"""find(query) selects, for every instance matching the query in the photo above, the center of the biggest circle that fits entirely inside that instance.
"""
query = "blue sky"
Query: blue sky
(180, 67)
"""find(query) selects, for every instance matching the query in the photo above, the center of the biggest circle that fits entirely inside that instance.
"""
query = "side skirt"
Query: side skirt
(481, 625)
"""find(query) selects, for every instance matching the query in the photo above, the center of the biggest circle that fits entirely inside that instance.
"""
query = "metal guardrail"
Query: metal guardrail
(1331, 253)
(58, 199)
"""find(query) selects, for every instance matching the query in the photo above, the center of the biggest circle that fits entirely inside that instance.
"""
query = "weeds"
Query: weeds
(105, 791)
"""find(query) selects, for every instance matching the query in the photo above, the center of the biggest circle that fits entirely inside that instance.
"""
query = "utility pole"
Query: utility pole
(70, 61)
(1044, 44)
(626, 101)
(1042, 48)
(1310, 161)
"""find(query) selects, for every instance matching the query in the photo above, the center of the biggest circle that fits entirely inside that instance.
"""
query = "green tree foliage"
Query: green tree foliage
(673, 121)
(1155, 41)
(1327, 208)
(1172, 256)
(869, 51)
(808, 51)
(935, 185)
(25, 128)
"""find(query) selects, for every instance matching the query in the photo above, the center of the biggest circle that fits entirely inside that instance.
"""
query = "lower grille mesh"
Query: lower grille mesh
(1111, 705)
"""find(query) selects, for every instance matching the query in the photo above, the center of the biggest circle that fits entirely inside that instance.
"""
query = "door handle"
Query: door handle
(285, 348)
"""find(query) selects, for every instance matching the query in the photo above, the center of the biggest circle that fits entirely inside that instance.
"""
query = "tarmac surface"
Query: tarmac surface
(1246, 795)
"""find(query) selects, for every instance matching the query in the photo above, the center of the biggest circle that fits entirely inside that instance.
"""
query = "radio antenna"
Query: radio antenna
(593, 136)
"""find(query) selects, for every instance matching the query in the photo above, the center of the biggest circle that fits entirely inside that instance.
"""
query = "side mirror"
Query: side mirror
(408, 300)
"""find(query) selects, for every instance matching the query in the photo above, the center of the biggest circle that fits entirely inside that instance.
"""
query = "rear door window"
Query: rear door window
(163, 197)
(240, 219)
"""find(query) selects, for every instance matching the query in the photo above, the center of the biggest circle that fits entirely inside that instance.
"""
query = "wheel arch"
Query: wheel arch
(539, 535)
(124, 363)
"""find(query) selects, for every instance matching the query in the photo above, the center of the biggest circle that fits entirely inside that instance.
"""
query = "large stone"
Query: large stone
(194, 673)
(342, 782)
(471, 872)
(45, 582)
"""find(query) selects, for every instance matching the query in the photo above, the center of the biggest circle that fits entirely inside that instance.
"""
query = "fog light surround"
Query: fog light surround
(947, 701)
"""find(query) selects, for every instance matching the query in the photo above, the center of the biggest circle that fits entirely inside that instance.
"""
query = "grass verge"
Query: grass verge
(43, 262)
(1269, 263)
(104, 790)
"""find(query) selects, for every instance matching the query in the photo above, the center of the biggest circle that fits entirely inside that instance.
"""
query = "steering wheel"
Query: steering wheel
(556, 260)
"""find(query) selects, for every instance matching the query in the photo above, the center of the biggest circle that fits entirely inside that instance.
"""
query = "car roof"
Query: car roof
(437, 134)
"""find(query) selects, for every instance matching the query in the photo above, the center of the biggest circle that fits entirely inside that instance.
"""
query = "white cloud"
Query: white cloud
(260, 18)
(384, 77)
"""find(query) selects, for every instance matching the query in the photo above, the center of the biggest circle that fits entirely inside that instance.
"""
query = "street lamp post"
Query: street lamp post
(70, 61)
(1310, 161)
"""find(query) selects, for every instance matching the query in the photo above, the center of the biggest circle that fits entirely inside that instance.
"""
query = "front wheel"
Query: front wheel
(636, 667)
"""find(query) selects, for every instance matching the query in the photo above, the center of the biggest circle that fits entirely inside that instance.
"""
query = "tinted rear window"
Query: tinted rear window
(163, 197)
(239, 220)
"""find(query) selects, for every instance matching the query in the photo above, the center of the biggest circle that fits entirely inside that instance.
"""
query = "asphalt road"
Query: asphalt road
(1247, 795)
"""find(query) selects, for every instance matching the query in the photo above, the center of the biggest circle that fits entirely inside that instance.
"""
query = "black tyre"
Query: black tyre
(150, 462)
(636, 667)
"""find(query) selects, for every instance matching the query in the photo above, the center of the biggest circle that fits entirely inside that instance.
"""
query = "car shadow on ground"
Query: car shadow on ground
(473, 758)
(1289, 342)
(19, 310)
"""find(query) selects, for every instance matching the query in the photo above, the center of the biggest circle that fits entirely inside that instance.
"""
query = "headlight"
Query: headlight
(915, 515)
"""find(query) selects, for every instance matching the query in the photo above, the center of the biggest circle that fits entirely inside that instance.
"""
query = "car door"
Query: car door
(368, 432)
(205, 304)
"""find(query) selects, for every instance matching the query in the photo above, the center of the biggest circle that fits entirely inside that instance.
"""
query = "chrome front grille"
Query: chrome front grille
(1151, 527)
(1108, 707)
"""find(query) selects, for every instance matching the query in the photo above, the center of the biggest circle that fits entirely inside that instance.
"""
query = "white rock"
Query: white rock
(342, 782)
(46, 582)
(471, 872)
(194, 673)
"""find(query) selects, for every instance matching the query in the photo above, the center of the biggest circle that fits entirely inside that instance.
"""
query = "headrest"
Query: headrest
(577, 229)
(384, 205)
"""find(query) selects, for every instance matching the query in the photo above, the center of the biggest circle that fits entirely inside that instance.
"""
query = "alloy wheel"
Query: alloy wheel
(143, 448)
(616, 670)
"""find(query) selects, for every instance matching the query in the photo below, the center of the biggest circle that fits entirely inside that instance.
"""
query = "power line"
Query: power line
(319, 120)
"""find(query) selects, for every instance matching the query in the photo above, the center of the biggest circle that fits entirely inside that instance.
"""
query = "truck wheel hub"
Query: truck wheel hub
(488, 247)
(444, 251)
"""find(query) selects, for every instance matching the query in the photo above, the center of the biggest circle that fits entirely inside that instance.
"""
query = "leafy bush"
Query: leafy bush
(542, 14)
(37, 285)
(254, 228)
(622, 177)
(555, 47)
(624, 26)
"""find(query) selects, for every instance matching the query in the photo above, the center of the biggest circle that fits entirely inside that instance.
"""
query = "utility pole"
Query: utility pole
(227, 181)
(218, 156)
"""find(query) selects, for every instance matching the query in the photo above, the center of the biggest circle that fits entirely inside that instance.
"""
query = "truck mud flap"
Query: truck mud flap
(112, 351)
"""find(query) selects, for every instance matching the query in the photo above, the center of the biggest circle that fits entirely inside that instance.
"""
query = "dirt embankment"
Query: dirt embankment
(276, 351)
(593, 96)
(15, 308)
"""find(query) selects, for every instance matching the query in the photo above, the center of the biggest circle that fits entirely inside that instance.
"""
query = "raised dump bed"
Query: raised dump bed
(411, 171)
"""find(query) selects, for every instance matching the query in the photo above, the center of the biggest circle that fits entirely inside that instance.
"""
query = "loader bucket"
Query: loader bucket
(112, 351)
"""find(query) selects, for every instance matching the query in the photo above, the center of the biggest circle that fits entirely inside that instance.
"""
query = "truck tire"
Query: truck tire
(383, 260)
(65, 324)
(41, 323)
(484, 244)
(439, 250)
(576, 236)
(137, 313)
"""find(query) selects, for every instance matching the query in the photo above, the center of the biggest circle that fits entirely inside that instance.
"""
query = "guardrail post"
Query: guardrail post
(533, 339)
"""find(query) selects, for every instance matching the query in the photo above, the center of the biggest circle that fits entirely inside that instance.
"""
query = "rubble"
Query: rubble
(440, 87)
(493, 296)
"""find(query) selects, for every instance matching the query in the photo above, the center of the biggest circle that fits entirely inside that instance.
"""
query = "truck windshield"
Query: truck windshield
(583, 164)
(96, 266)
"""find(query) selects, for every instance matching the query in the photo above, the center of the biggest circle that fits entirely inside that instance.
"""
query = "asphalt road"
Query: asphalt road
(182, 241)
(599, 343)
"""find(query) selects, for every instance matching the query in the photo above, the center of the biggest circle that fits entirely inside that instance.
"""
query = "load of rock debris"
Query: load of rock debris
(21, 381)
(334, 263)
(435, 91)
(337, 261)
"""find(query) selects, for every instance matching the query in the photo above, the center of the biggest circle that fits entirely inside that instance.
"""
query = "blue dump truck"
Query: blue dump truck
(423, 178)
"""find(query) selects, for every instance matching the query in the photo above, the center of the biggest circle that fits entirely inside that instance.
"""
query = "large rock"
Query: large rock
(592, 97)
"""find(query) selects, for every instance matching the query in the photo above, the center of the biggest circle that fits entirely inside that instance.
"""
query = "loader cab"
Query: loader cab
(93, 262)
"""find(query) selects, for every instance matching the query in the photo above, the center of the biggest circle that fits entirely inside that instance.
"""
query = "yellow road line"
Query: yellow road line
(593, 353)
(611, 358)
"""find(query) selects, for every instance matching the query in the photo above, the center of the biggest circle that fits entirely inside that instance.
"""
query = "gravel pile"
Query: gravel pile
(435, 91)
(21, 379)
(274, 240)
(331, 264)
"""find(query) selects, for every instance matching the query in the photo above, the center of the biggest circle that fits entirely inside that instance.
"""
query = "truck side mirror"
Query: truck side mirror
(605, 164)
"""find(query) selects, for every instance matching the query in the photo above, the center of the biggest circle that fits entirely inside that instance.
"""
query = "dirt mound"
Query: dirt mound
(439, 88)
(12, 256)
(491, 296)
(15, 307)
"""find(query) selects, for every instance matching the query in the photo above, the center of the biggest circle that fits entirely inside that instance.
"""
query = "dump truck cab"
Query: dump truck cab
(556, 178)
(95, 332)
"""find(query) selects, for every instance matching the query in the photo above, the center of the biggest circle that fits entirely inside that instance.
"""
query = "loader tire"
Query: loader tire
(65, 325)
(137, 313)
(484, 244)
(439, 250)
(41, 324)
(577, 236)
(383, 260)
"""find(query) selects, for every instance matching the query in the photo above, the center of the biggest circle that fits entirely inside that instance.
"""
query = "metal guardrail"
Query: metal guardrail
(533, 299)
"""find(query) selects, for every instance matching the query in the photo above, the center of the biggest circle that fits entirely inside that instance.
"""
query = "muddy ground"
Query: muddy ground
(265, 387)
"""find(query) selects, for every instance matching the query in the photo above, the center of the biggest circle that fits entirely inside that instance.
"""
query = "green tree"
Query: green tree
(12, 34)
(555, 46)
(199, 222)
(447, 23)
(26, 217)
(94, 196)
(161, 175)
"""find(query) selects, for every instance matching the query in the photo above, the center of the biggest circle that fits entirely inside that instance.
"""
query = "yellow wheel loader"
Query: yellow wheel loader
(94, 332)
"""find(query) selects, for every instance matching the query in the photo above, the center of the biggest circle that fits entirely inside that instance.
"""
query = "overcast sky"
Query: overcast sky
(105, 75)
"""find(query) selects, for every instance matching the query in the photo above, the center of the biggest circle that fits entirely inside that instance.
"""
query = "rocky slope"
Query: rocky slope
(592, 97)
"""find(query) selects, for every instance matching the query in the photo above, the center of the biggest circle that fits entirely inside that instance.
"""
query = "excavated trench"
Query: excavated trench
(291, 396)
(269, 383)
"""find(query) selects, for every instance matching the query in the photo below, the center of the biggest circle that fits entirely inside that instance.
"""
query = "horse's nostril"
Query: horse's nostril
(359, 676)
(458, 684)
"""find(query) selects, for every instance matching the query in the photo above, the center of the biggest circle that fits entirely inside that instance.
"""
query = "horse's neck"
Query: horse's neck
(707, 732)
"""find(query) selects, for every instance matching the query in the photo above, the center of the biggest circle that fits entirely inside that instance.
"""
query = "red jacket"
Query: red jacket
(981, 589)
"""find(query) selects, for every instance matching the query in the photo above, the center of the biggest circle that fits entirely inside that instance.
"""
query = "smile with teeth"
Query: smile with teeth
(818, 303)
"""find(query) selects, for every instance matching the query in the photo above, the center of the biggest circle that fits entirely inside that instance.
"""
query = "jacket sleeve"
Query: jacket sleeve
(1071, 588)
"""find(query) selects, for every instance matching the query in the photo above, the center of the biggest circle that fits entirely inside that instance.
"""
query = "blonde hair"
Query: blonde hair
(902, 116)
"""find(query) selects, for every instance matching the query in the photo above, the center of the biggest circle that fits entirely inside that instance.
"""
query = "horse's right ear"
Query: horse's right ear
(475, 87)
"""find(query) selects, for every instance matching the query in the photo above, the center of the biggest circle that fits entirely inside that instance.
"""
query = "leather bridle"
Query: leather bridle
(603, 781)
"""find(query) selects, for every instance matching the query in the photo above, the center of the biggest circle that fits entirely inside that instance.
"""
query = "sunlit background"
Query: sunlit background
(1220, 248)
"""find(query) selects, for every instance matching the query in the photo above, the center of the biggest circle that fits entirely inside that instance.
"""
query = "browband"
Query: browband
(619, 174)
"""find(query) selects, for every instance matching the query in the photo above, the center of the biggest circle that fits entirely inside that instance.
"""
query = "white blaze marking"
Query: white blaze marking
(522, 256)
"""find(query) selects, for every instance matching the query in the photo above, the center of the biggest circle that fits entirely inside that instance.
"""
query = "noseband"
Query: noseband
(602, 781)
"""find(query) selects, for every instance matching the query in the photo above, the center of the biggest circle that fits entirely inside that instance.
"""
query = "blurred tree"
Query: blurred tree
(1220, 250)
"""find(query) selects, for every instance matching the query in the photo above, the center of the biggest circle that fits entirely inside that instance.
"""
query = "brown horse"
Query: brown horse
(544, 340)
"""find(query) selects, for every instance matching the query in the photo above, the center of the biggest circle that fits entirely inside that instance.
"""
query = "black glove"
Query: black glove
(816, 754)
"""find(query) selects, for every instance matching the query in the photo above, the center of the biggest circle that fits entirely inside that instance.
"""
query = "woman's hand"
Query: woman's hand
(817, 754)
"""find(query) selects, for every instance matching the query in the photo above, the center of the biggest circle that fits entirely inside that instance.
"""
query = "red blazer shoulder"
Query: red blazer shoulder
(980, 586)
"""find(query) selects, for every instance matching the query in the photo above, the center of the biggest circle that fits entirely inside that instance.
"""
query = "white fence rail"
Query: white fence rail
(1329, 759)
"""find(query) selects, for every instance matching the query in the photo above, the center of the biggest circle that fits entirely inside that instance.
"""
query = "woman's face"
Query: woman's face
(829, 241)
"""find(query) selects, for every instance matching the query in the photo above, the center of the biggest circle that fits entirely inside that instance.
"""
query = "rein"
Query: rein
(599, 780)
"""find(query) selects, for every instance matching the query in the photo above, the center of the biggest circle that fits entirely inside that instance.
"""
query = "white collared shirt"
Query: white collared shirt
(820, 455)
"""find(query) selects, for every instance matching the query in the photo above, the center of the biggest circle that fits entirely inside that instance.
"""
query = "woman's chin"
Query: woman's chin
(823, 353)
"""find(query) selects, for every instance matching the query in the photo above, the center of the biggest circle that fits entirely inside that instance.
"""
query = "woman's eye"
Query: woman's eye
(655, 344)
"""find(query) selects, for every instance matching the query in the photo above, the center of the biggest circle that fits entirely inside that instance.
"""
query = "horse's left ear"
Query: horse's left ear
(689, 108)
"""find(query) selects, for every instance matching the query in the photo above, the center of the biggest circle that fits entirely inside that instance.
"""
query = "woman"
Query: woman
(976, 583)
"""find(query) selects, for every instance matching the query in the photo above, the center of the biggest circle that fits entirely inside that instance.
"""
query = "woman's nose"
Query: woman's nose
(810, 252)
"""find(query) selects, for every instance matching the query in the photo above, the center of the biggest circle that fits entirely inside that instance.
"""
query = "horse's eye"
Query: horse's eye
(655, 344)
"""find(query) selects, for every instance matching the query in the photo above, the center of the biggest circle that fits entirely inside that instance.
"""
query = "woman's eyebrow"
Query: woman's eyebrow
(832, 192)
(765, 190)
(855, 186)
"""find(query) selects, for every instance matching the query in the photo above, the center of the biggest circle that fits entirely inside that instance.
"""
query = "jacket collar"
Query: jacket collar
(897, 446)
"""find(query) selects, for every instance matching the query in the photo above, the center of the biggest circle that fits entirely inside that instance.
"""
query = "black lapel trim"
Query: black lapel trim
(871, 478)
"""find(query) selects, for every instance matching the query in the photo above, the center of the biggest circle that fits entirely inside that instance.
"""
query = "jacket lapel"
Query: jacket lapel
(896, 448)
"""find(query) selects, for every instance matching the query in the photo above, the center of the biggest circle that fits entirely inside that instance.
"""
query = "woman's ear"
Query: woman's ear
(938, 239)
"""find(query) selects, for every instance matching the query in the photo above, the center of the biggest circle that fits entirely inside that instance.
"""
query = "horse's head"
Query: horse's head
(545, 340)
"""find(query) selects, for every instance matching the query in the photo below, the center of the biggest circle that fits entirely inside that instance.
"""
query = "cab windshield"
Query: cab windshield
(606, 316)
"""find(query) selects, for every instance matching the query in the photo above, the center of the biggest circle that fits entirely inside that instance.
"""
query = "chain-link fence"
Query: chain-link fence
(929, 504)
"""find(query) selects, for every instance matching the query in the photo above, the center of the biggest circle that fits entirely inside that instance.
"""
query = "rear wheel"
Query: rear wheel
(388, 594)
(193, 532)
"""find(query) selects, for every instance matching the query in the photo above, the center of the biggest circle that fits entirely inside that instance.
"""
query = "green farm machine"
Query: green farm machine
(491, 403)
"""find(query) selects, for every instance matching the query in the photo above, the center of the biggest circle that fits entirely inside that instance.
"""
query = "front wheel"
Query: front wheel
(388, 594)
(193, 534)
· · · · ·
About this task:
Extract, verbatim, the lines from the one containing "Query: rear wheel" through the last line of the listing above.

Solved problem:
Query: rear wheel
(388, 594)
(193, 532)
"""find(query) selects, for every instance matching the query in the photo above, the center of the biggest circle that fits entirely inside that instance.
"""
query = "green farm machine"
Query: green farm machine
(491, 403)
"""find(query) selects, for every instance matching the query in the photo above, the center of the biggest circle that fits entirely inside that instance.
"""
query = "front wheel"
Query: front wheel
(388, 594)
(193, 534)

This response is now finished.